» What is asked: Everything from the line that holds "Practice step: locate the red wooden" through the end of the data below should be output exactly, both ends included.

» The data:

━━━━━━━━

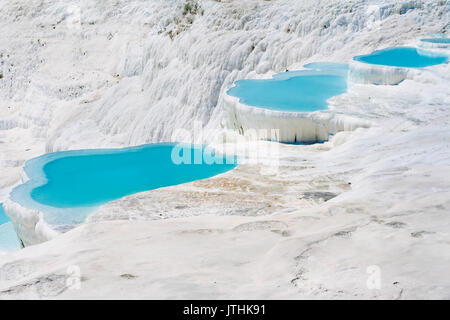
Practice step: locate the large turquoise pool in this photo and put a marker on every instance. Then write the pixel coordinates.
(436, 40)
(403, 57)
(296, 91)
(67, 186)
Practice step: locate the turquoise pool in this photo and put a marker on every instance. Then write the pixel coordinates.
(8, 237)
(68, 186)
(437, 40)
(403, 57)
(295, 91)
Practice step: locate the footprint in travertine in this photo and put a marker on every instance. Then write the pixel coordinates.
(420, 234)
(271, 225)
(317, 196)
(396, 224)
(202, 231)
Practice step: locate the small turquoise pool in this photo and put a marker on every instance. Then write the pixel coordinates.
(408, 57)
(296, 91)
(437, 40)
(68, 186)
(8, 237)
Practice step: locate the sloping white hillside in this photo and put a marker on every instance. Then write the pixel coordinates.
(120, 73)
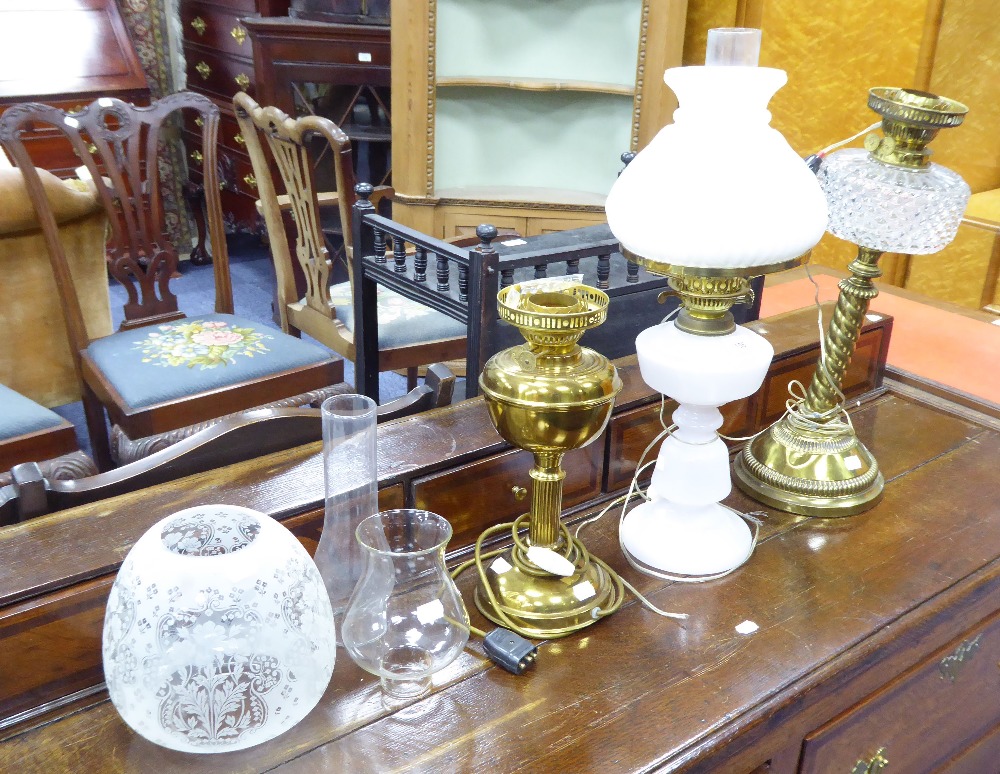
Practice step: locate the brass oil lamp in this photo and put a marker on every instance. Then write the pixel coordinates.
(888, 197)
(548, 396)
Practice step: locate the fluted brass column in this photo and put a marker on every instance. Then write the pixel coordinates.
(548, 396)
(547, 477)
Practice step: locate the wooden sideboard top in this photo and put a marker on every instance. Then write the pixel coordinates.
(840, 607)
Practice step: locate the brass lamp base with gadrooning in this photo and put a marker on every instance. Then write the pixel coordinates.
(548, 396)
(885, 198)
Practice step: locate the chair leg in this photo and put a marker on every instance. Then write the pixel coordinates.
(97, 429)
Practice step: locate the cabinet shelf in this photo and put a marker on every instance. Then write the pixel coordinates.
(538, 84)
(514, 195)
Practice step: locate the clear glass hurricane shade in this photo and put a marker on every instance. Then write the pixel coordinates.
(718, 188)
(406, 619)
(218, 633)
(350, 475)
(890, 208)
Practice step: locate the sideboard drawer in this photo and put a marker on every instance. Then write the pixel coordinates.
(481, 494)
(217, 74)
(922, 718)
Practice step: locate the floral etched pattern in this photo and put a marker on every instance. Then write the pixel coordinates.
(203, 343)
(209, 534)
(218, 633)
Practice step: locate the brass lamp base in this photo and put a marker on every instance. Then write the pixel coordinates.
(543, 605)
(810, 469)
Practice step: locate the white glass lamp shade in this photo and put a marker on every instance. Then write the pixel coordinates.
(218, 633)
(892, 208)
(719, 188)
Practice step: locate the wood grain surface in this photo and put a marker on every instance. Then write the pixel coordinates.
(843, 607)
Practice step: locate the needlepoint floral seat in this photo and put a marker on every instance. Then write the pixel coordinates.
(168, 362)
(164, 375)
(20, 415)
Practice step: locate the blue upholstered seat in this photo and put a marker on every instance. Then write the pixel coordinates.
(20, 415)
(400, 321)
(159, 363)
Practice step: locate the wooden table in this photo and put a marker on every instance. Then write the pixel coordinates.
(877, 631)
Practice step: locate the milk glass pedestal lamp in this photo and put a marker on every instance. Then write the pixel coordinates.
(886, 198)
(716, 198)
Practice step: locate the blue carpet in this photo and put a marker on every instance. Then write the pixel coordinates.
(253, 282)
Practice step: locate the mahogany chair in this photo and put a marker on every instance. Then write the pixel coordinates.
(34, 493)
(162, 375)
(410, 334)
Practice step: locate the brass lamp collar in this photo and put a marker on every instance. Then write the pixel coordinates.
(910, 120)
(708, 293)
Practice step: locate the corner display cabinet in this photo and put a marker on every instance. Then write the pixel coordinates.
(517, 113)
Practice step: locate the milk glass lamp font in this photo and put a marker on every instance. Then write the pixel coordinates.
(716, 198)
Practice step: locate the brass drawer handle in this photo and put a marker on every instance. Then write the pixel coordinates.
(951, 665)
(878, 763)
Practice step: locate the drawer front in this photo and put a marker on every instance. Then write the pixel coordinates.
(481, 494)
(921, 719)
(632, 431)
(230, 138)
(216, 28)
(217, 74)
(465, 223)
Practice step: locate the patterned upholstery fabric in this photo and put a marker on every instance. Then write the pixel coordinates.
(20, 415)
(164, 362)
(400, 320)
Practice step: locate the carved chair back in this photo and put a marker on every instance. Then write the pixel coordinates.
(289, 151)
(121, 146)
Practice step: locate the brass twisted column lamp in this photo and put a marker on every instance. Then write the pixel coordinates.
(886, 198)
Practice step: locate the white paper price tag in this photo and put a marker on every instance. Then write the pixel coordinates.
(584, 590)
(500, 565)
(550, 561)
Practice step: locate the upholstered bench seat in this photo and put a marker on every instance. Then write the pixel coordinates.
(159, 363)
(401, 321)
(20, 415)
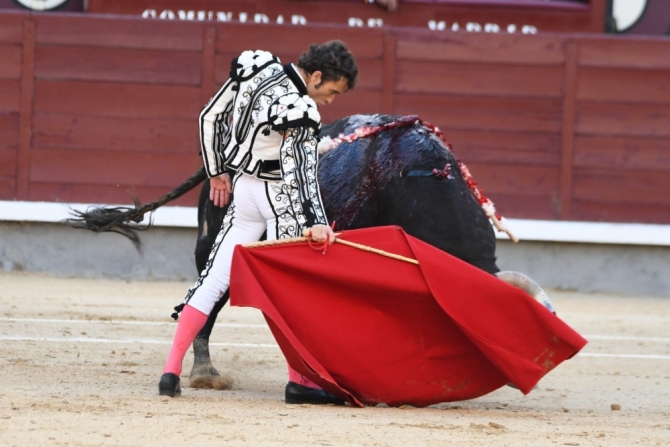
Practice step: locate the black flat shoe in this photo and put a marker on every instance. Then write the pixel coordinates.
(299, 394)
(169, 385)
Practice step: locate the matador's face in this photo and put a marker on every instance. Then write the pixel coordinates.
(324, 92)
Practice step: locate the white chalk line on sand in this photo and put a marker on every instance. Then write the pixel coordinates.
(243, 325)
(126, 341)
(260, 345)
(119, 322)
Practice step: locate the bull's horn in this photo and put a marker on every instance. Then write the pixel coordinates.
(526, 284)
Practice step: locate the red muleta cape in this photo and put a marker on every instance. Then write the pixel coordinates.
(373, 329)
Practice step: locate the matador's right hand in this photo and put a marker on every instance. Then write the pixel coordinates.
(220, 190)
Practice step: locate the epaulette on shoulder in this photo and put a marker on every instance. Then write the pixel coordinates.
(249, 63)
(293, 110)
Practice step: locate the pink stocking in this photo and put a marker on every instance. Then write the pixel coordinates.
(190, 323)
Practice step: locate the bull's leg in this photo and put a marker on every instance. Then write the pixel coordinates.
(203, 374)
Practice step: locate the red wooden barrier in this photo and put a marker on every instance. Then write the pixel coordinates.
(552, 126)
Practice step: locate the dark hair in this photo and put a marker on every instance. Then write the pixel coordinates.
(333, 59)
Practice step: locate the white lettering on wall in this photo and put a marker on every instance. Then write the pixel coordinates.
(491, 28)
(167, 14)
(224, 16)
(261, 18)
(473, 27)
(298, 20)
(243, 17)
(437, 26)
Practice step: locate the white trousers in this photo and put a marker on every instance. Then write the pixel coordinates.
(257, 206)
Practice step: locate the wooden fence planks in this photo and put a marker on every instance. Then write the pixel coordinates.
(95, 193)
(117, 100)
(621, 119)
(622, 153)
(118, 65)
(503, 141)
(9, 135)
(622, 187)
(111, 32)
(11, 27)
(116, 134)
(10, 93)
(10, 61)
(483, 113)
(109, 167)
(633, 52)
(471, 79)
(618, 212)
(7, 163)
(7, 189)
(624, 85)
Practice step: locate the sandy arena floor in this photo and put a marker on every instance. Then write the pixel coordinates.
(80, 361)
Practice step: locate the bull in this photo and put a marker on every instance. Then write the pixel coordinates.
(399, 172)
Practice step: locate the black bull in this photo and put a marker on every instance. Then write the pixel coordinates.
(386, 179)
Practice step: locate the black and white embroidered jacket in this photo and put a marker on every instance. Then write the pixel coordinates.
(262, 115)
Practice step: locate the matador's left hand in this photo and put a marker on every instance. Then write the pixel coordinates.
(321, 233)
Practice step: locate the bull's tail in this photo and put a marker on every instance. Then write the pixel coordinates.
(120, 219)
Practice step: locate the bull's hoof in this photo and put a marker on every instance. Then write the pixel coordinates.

━━━━━━━━

» Solution for this problem:
Practice step: locate the red wooden barrier in this photo and put a marker on every instance. Then write the pixel coordinates.
(552, 126)
Practice step: locate the dark hair in this photo and put a marker on every instance. Then write the pixel coordinates.
(333, 59)
Practice step: locate the white lettering on wall in this photo and put a marker on every instance. Then write the pixel coordinates.
(491, 28)
(167, 14)
(224, 16)
(261, 18)
(473, 27)
(298, 20)
(243, 17)
(437, 26)
Practice step: locate the white trousers in this photo and put a marker on every instance. Then write the pixel coordinates.
(257, 206)
Practice step: locate the wooden fence planks in this photo and put a marker on every instance. Then write the pixel coordinates.
(95, 193)
(117, 100)
(621, 119)
(622, 153)
(118, 65)
(503, 141)
(9, 135)
(622, 187)
(111, 32)
(11, 27)
(116, 134)
(10, 93)
(10, 61)
(483, 113)
(109, 167)
(633, 52)
(471, 79)
(618, 212)
(7, 163)
(7, 189)
(624, 85)
Practice step: locate the sandy arena floor in this photo and put a marker on every instance. Then write the pixel coordinates.
(80, 361)
Practice step: locate the bull in this photo and put a marker on every instance. Then write the pixel coordinates.
(399, 172)
Practice step: locate the black bull in this photo and put a marker on every instance. Then write the pixel coordinates.
(386, 179)
Practice step: locate the black and white embroidered jacket in this photo and put a marker on every instance. Then write the pixel coordinates.
(262, 115)
Practice step: locate the matador's left hand in this photo and put a marker on every instance. Then write the pixel coordinates.
(321, 233)
Practice step: locate the bull's tail in this photo and put a marker on every instance. Then write the pixel coordinates.
(120, 219)
Practice step: locate the bull's hoof in this photo and put a marker on every instance. Then write the pixel coordinates.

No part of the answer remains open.